Task goal
Strip the pictures and reproduce the rest of the listing exactly.

Exercise input
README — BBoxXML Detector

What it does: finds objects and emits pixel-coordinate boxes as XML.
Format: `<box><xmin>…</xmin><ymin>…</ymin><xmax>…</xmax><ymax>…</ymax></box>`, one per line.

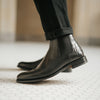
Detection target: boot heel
<box><xmin>63</xmin><ymin>66</ymin><xmax>72</xmax><ymax>72</ymax></box>
<box><xmin>71</xmin><ymin>56</ymin><xmax>87</xmax><ymax>68</ymax></box>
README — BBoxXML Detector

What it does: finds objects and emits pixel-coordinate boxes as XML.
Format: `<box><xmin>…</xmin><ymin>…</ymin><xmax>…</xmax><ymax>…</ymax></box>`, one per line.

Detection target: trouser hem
<box><xmin>45</xmin><ymin>27</ymin><xmax>73</xmax><ymax>40</ymax></box>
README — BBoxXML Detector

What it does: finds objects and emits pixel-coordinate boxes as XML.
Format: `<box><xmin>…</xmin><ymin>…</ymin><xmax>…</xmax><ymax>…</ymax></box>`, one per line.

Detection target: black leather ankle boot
<box><xmin>17</xmin><ymin>35</ymin><xmax>87</xmax><ymax>83</ymax></box>
<box><xmin>17</xmin><ymin>58</ymin><xmax>72</xmax><ymax>72</ymax></box>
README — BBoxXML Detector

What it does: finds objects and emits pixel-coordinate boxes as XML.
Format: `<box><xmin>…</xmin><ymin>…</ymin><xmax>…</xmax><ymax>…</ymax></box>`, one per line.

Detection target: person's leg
<box><xmin>34</xmin><ymin>0</ymin><xmax>73</xmax><ymax>40</ymax></box>
<box><xmin>17</xmin><ymin>0</ymin><xmax>87</xmax><ymax>83</ymax></box>
<box><xmin>18</xmin><ymin>0</ymin><xmax>73</xmax><ymax>72</ymax></box>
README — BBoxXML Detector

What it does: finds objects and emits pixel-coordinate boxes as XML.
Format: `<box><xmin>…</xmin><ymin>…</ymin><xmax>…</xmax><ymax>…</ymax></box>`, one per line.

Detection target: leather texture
<box><xmin>17</xmin><ymin>58</ymin><xmax>72</xmax><ymax>72</ymax></box>
<box><xmin>17</xmin><ymin>35</ymin><xmax>84</xmax><ymax>83</ymax></box>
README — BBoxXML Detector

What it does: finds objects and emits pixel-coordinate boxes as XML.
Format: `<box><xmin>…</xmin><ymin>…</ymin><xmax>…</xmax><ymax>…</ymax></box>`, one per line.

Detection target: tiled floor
<box><xmin>0</xmin><ymin>43</ymin><xmax>100</xmax><ymax>100</ymax></box>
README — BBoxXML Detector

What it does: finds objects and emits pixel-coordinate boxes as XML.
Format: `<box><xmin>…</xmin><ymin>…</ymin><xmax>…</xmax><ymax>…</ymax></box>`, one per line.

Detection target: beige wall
<box><xmin>16</xmin><ymin>0</ymin><xmax>44</xmax><ymax>41</ymax></box>
<box><xmin>0</xmin><ymin>0</ymin><xmax>17</xmax><ymax>41</ymax></box>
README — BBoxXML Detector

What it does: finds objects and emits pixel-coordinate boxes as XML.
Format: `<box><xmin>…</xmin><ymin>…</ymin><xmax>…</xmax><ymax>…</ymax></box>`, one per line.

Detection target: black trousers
<box><xmin>34</xmin><ymin>0</ymin><xmax>73</xmax><ymax>40</ymax></box>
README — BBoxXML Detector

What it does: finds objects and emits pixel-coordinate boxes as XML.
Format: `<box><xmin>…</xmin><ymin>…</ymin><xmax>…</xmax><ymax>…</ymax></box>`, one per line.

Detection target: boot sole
<box><xmin>17</xmin><ymin>56</ymin><xmax>87</xmax><ymax>83</ymax></box>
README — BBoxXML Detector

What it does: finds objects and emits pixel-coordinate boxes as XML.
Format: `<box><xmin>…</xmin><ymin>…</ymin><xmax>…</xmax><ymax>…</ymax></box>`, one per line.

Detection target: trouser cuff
<box><xmin>45</xmin><ymin>27</ymin><xmax>73</xmax><ymax>40</ymax></box>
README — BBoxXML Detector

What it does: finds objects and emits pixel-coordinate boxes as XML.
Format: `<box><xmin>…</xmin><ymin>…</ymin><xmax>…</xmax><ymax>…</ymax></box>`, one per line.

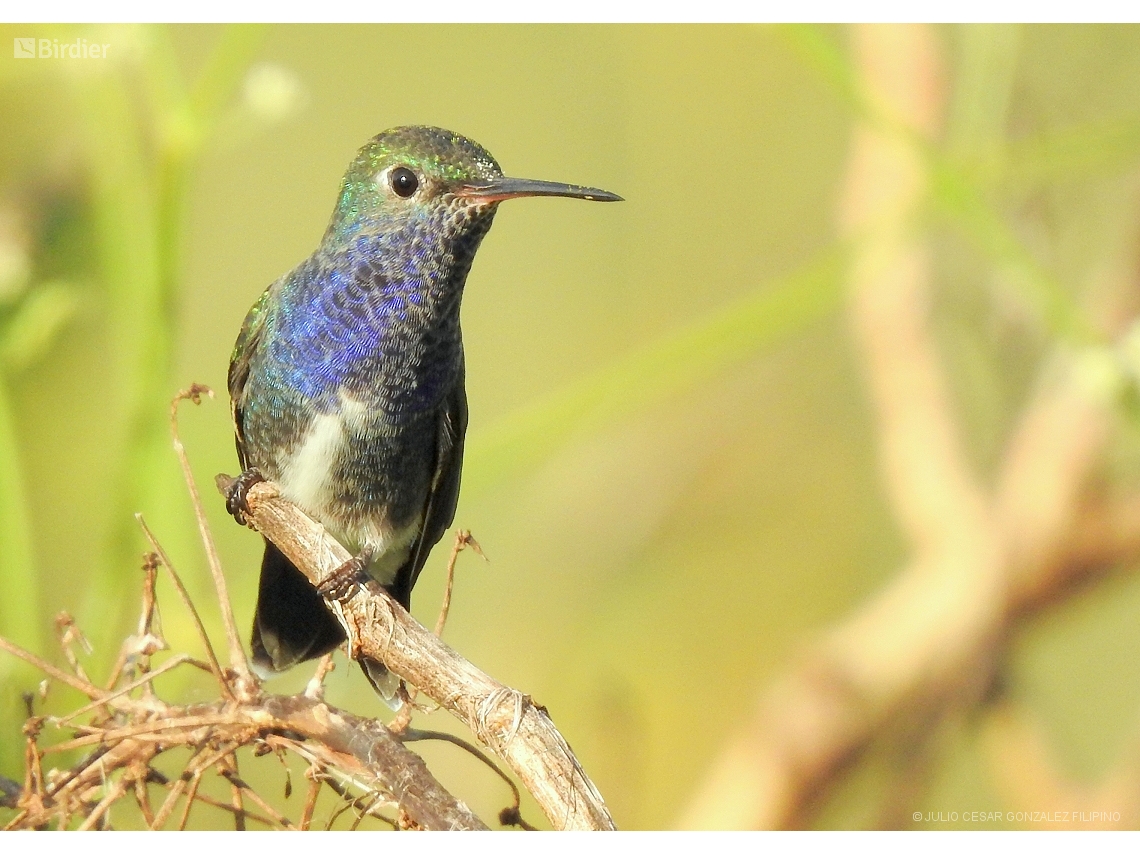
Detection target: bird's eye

Response to the task
README — BBoxXML Detector

What it does: finds objects and emits pixel-coordinate boxes as XML.
Format: `<box><xmin>…</xmin><ymin>…</ymin><xmax>…</xmax><ymax>…</ymax></box>`, one per line.

Detection target: boot heel
<box><xmin>63</xmin><ymin>66</ymin><xmax>72</xmax><ymax>72</ymax></box>
<box><xmin>71</xmin><ymin>56</ymin><xmax>87</xmax><ymax>68</ymax></box>
README — BBoxXML Detector

What it does: finds objects and emits pixel-coordinate boxes as XML.
Format: `<box><xmin>…</xmin><ymin>…</ymin><xmax>…</xmax><ymax>…</ymax></box>`, one per line.

Detection target: trouser hem
<box><xmin>45</xmin><ymin>27</ymin><xmax>73</xmax><ymax>40</ymax></box>
README — BBoxXML Detector

What it does: finds objects and emits pixel-coordinate boxes as XML.
Format: `<box><xmin>…</xmin><ymin>…</ymin><xmax>…</xmax><ymax>…</ymax></box>`, one per line.

Detection target: black leather ankle boot
<box><xmin>17</xmin><ymin>35</ymin><xmax>87</xmax><ymax>83</ymax></box>
<box><xmin>17</xmin><ymin>58</ymin><xmax>72</xmax><ymax>72</ymax></box>
README — BBoxXML Detector

What it does: finds objects and emits pixel-coordinate boxes as XML.
Format: `<box><xmin>…</xmin><ymin>…</ymin><xmax>…</xmax><ymax>…</ymax></box>`, one per line.

Detection target: person's leg
<box><xmin>34</xmin><ymin>0</ymin><xmax>73</xmax><ymax>40</ymax></box>
<box><xmin>17</xmin><ymin>0</ymin><xmax>87</xmax><ymax>83</ymax></box>
<box><xmin>18</xmin><ymin>0</ymin><xmax>73</xmax><ymax>72</ymax></box>
README — BBoxXML Detector

What it does: finds objects and emits pixel-coordinate boxes as XML.
Format: `<box><xmin>…</xmin><ymin>…</ymin><xmax>…</xmax><ymax>…</ymax></box>`, one per line.

Detection target: leather texture
<box><xmin>17</xmin><ymin>58</ymin><xmax>72</xmax><ymax>72</ymax></box>
<box><xmin>17</xmin><ymin>35</ymin><xmax>84</xmax><ymax>83</ymax></box>
README — BBoxXML Detector

What it does: finds objects and emits pixel-coordinate boxes as XML.
Format: `<box><xmin>…</xmin><ymin>…</ymin><xmax>…</xmax><ymax>…</ymax></box>`, one per line.

Detection target: tiled floor
<box><xmin>0</xmin><ymin>43</ymin><xmax>100</xmax><ymax>100</ymax></box>
README — BBoxXML Detector

What it does: finds objects and emits pixel-coordinate boxes as XML.
Format: `<box><xmin>…</xmin><ymin>…</ymin><xmax>…</xmax><ymax>…</ymax></box>`, one per line.

Detection target: beige wall
<box><xmin>16</xmin><ymin>0</ymin><xmax>44</xmax><ymax>41</ymax></box>
<box><xmin>0</xmin><ymin>0</ymin><xmax>17</xmax><ymax>41</ymax></box>
README — BBoxXML Detector

What it does: finds objects and emits pixel-coordinate boxes as XML.
Format: `<box><xmin>…</xmin><ymin>…</ymin><xmax>…</xmax><ymax>…</ymax></box>`, one per line.

Detection target: black trousers
<box><xmin>34</xmin><ymin>0</ymin><xmax>73</xmax><ymax>40</ymax></box>
README — BBoxXML Detector

What it does: finds objects and emits pixel-coordinate boxes as XML.
Format: `<box><xmin>…</xmin><ymin>…</ymin><xmax>…</xmax><ymax>…</ymax></box>`, one per line.

Detection target: boot sole
<box><xmin>17</xmin><ymin>56</ymin><xmax>87</xmax><ymax>83</ymax></box>
README — BBoxXML Detector

What it does: finds objects and emits pixel-coordinate boxes as XML.
Format: `<box><xmin>…</xmin><ymin>…</ymin><xmax>…</xmax><ymax>…</ymax></box>`, one per line.

Detection target: trouser cuff
<box><xmin>45</xmin><ymin>27</ymin><xmax>73</xmax><ymax>40</ymax></box>
README — BBoxXML Detector

What it does: finds objects and emits pixel-coordinate boxes as XML.
Format: `<box><xmin>…</xmin><ymin>…</ymin><xmax>…</xmax><ymax>…</ymax></box>`, one per line.

Detection target: bird's eye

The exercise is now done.